▸ Provided records
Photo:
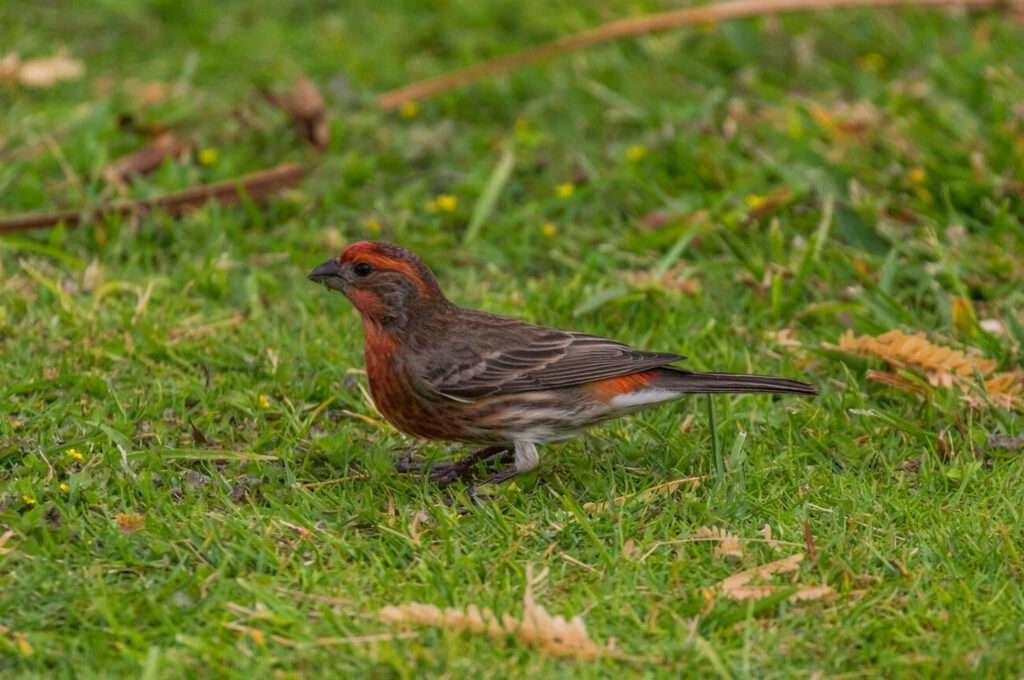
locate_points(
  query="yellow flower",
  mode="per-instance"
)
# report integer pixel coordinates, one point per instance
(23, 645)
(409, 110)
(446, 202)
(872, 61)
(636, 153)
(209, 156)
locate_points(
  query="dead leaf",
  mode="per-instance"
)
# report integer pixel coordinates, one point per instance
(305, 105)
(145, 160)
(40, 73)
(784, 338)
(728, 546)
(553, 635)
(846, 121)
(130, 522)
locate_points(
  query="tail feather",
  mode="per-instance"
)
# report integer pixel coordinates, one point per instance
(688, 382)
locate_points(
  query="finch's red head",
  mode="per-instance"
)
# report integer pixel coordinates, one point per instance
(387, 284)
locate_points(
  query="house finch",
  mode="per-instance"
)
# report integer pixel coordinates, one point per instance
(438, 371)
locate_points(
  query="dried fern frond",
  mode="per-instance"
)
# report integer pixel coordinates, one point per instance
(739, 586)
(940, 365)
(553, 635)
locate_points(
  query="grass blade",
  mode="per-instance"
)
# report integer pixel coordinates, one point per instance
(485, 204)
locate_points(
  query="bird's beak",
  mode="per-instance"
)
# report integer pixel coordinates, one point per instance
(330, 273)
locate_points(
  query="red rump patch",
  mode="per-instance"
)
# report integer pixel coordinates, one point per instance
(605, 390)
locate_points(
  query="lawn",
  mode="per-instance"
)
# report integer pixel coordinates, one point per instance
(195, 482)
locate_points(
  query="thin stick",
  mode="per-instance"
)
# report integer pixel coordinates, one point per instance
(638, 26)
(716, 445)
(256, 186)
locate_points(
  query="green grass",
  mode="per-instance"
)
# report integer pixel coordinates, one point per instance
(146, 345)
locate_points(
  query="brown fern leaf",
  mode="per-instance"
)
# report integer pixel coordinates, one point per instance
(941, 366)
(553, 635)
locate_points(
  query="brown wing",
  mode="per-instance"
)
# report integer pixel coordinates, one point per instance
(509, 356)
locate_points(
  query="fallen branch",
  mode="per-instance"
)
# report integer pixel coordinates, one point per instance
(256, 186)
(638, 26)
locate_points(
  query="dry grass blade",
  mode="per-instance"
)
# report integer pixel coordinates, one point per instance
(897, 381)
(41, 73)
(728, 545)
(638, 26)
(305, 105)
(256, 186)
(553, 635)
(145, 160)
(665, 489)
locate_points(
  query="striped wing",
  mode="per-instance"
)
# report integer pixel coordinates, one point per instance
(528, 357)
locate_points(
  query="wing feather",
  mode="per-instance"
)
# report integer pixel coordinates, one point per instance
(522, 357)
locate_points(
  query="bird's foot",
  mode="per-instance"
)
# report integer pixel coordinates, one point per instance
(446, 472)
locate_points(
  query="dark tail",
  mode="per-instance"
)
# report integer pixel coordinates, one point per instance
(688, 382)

==

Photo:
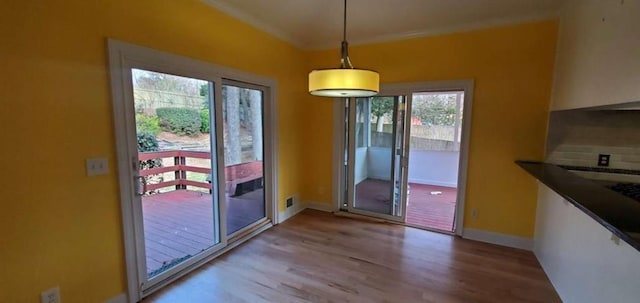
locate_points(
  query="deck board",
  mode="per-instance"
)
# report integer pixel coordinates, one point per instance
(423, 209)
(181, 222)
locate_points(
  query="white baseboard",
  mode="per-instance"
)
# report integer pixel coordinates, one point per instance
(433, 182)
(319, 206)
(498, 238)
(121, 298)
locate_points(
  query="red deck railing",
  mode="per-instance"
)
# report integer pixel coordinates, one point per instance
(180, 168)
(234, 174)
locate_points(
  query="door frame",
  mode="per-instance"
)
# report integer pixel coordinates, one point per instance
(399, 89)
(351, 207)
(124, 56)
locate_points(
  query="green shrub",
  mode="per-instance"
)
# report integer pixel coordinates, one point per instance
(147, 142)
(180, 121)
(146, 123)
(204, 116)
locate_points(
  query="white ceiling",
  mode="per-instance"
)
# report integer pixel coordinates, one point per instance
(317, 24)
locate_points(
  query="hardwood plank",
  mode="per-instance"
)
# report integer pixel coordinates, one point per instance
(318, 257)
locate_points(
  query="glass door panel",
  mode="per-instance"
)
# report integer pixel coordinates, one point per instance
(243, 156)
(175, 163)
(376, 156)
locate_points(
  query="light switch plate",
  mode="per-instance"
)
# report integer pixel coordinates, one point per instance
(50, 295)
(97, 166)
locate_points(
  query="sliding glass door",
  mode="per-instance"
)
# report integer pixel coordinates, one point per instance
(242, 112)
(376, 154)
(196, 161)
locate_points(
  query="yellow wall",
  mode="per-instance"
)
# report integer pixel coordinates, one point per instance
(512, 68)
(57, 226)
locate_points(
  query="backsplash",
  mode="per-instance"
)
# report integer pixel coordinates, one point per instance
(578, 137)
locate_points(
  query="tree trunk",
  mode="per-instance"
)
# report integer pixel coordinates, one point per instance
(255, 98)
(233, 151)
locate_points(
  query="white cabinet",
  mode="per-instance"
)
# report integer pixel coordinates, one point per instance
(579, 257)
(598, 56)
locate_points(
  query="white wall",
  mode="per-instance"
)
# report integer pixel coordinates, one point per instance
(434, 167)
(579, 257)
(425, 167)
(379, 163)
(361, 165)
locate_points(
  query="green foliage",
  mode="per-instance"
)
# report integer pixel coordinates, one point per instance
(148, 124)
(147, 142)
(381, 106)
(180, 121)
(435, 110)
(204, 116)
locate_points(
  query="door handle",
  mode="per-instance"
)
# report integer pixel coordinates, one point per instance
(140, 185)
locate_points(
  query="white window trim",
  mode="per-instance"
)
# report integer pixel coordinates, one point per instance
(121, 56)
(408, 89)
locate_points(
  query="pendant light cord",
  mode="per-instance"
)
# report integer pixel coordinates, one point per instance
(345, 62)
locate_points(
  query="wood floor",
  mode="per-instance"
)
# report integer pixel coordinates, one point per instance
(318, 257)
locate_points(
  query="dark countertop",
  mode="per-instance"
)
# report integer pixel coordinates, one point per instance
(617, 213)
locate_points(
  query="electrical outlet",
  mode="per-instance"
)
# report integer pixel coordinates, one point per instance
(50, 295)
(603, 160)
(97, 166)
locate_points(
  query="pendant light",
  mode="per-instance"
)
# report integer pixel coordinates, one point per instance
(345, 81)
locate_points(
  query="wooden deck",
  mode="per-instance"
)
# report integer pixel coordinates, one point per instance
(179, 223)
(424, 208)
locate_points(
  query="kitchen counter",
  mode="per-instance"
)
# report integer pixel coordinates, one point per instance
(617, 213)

--

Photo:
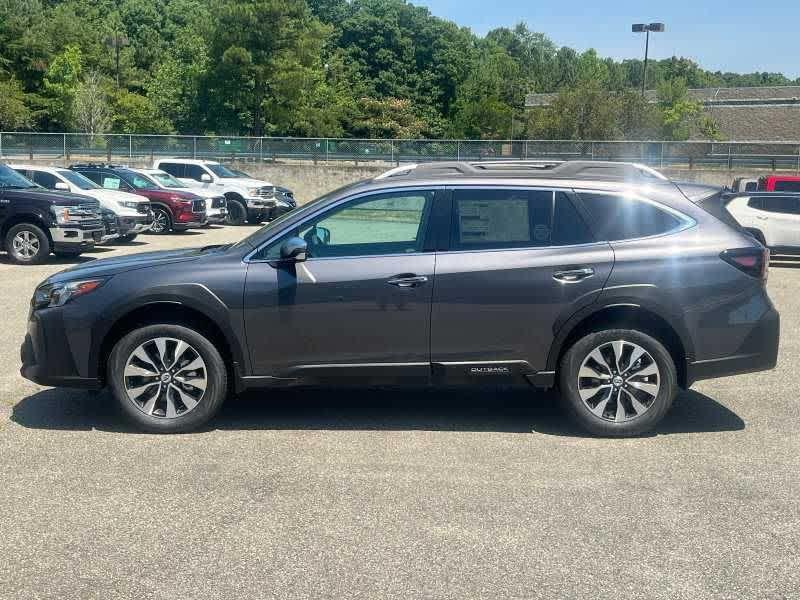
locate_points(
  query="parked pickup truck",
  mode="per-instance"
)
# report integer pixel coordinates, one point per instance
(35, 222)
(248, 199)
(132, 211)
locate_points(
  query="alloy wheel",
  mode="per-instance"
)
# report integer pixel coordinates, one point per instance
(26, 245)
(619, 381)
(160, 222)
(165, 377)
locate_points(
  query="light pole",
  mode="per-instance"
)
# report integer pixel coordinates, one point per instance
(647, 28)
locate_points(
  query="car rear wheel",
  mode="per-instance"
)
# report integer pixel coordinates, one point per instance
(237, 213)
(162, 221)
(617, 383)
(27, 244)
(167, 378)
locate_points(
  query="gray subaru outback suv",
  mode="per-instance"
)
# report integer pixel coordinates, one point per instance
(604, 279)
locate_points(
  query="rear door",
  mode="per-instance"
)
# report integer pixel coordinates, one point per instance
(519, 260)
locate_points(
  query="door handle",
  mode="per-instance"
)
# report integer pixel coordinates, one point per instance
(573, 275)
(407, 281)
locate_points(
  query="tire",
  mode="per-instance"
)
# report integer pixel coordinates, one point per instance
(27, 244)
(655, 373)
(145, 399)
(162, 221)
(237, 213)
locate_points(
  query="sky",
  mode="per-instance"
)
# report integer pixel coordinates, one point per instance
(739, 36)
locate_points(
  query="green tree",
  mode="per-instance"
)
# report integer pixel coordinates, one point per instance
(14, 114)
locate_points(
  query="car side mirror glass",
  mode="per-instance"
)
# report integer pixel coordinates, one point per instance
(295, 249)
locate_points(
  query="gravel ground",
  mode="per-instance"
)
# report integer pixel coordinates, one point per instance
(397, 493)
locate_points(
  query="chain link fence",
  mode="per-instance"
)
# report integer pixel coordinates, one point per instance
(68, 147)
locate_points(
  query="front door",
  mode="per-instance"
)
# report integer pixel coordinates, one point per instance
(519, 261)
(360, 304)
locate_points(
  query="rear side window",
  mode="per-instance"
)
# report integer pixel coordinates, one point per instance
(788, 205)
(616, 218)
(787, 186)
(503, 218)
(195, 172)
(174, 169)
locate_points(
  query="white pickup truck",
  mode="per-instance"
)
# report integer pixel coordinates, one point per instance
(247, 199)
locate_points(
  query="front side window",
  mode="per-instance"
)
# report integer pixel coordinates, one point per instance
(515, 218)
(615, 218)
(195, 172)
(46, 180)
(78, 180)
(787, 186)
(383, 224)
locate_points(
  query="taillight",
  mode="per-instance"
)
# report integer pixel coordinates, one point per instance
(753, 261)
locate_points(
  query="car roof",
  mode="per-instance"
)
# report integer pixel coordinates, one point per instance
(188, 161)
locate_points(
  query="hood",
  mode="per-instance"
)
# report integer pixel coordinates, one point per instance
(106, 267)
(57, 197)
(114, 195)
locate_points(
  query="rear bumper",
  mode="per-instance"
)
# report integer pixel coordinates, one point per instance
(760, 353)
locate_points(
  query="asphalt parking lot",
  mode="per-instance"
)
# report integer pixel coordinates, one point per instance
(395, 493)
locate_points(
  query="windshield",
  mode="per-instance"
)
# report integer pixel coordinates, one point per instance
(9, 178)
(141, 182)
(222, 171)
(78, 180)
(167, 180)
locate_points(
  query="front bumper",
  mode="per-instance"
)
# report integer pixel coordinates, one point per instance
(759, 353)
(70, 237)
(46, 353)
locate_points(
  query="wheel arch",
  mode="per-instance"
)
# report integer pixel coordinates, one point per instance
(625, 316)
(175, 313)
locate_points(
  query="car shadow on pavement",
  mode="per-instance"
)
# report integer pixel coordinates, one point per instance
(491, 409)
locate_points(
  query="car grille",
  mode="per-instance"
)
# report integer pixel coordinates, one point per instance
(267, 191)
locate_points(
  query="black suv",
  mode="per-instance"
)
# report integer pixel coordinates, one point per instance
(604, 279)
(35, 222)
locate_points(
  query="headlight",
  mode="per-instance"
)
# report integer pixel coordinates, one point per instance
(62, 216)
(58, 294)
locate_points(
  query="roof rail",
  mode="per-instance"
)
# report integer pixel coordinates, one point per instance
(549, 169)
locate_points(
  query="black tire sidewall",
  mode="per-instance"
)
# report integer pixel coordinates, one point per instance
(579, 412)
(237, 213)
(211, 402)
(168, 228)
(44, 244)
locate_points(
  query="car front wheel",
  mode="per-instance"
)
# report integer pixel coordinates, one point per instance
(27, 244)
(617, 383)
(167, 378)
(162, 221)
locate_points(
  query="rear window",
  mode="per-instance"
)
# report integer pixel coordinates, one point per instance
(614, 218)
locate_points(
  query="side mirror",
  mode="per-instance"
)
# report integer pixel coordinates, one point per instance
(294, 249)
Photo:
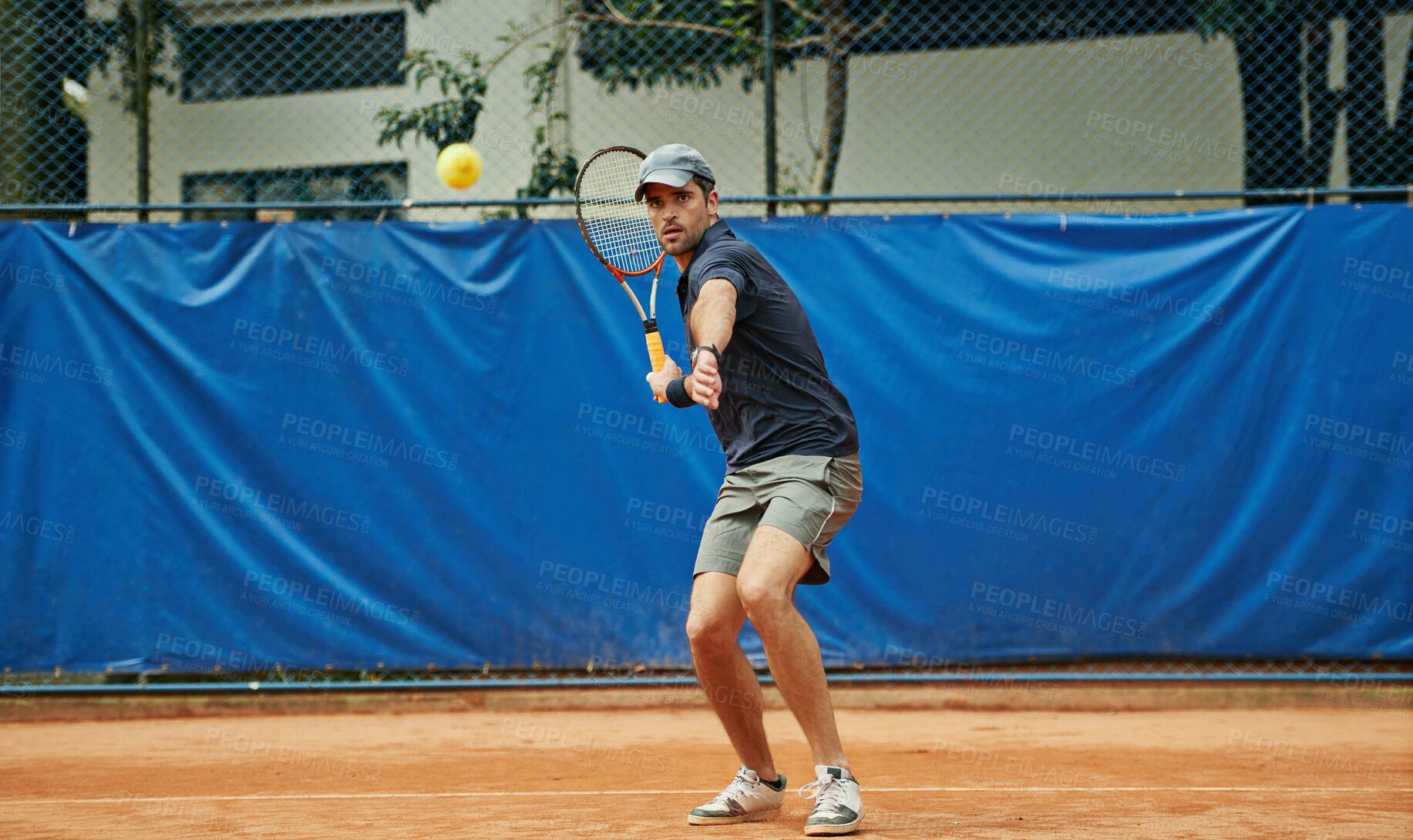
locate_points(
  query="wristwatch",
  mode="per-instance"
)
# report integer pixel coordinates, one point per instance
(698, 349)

▸ About this exercise
Within the listing, how many lines hold the word "door"? Only the number is to be given.

▸ Written answer
7